REQUIRED WORK — Please write the following entries out once more, exactly.

GIVEN RECORDS —
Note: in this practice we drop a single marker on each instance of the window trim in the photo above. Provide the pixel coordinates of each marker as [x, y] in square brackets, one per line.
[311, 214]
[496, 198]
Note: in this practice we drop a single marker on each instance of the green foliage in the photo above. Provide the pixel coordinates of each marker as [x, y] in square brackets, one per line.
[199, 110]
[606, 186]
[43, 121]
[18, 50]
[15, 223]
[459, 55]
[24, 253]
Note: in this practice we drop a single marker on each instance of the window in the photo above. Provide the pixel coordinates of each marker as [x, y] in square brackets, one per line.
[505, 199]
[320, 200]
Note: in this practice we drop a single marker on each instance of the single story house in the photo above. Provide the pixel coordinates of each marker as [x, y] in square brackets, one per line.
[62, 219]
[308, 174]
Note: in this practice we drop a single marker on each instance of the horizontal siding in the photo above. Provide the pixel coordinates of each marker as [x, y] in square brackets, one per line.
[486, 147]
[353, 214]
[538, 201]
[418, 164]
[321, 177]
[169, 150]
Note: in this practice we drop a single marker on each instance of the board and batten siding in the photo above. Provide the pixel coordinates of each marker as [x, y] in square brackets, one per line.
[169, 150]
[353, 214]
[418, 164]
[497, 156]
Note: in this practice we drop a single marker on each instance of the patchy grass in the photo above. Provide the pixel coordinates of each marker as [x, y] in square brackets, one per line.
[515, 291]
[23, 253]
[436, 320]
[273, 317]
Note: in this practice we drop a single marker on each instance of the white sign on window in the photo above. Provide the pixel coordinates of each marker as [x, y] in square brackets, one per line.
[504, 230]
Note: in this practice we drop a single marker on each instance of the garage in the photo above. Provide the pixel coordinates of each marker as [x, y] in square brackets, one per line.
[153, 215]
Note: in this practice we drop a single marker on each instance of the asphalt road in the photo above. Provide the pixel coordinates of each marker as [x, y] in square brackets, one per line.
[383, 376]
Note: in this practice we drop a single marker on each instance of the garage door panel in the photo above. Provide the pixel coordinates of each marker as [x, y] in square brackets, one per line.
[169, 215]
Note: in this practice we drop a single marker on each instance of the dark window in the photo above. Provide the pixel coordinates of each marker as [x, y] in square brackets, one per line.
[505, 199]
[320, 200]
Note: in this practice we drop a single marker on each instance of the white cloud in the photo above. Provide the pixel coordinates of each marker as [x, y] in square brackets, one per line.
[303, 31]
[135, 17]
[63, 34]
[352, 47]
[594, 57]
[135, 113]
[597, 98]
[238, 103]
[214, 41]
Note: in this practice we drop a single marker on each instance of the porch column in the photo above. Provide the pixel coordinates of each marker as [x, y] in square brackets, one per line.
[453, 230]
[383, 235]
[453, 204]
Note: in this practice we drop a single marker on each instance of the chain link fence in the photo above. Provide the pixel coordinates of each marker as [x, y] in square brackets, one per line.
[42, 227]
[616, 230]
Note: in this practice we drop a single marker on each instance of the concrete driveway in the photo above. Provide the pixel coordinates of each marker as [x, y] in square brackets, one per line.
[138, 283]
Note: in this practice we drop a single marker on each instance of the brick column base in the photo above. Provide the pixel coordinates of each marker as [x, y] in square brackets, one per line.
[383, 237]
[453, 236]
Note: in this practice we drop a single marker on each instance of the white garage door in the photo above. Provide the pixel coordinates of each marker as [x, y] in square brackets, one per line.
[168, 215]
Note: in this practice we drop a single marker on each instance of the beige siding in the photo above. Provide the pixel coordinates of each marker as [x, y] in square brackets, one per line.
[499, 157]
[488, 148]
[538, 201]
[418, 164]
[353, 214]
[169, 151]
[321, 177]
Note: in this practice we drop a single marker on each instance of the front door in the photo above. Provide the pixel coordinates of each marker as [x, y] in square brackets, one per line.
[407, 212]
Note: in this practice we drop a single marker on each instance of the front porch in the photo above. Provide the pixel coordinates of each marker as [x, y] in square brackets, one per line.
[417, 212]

SOLUTION FOR THIS TASK —
Note: in this practice we drop a single marker on each instance of the window trim in the photo above. Provide the pixel coordinates of each marker as [x, y] in square brackets, one per line.
[311, 214]
[496, 198]
Note: in this practice we drop a single marker on each instance of the green foliage in the photo above. Provide the pixel coordinates of each marker as [x, y] in square brackets, one per line.
[199, 110]
[606, 186]
[43, 121]
[18, 50]
[15, 223]
[459, 55]
[24, 253]
Note: in this practice we drop a single marker on each instance of the window in the photo above. Provide the pixel coordinates of each marker as [x, y] in square brackets, one per line.
[505, 199]
[320, 200]
Note: in this practice we drop a single marker on each instance of the single story house in the photo above. Provide the pixel coordinates of each marker as [x, y] in square brackets, one per line.
[62, 219]
[308, 174]
Note: in this practice we drop a single marker on each instance of the horizontal siding in the photo above. Provide the pixel coordinates of each marker as [x, y] in square brackets, one per line.
[486, 147]
[353, 214]
[538, 201]
[418, 164]
[321, 177]
[169, 150]
Note: in this practice we drop a single marker on each instance of the board and batten siding in the photo above. Provide the pixel coordinates of each marker as [x, y] in square brackets, one per line.
[169, 150]
[353, 214]
[418, 164]
[497, 156]
Note: in this practice we drop a single marker on each instance of the patchy grass in the photo above. Provide the pixel coordinates of each marker as [x, y] in square brackets, one per line.
[515, 291]
[23, 253]
[436, 320]
[273, 317]
Note: in this practice we drop a single marker on each instance of the white sign on window in the photo above. Provide the pixel coordinates of each marker as [x, y] in square brackets, one per line.
[504, 230]
Note: in this practice we drop a single marker on each instance of the garage in the photo above. Provide the pixel coordinates of each marker as [x, y] in square brackets, one per line.
[153, 215]
Note: in this practice we drop a single marker on each instance of the asphalt road in the photo above. Provide the pixel coordinates of each marker as [x, y] in square brackets, one per line.
[383, 376]
Note: in this practice we drop a single marker on each instance of the garage door panel in the photo above. Provide the pixel coordinates of each marker as [x, y] in square brackets, one per line.
[169, 215]
Note: in this practice we drop a single marker on each instance of the dark window in the photo above. Provide the pixel coordinates of each marker as [x, y] in square brackets, one per line.
[505, 199]
[320, 200]
Note: in this practice we drop a single marker on each instance of the white cloud in the photo above. Provide the pixel coordinates of each marker as [x, y] in square brackets, one per line.
[303, 31]
[135, 17]
[63, 34]
[352, 47]
[594, 57]
[135, 113]
[597, 98]
[238, 103]
[214, 41]
Note: in this practice we drop a single marker on each instance of the porch column in the photo above. Provide the pixel coordinates of each marker as [x, y] in square brackets, one per line.
[453, 230]
[383, 235]
[453, 204]
Note: in this practice we drop a single marker on each instance of the chain link fence in the photo above. Provide the pixel coordinates of each marker as [x, y] in square brackets, one per line.
[42, 227]
[616, 230]
Note: in this practice we drop a single marker on each instance of the concrete driveway in the photo above. Provide the pixel coordinates of each marker as [x, y] in square brackets, one per line.
[138, 283]
Note: in this practice we drop a single marker on each instance of the brick column base in the photo above. Provide the pixel coordinates of each marker as [x, y] in square brackets, one per line.
[383, 237]
[453, 236]
Note: in this practice we drop a single marker on each instance of the white garage door in the photo above. Provide the pixel coordinates of each marker as [x, y] in square brackets, one per line.
[168, 215]
Note: in this practice we drop a single marker on each instance of the beige siding in the photo above. Provide the pixel coordinates of each marker as [x, y] in square brackets, one per line.
[499, 157]
[488, 148]
[538, 201]
[418, 164]
[353, 214]
[169, 151]
[321, 177]
Note: in this practice we drop a single marker on each instance of the front door in the photo above. Provide the pixel coordinates of each marker as [x, y] in square brackets, one per line.
[407, 212]
Note: in this practice we drop a single marker on each instance of the front porch in the photo above. Provide the pixel coordinates of each marker as [x, y] in square brackets, one per line.
[417, 212]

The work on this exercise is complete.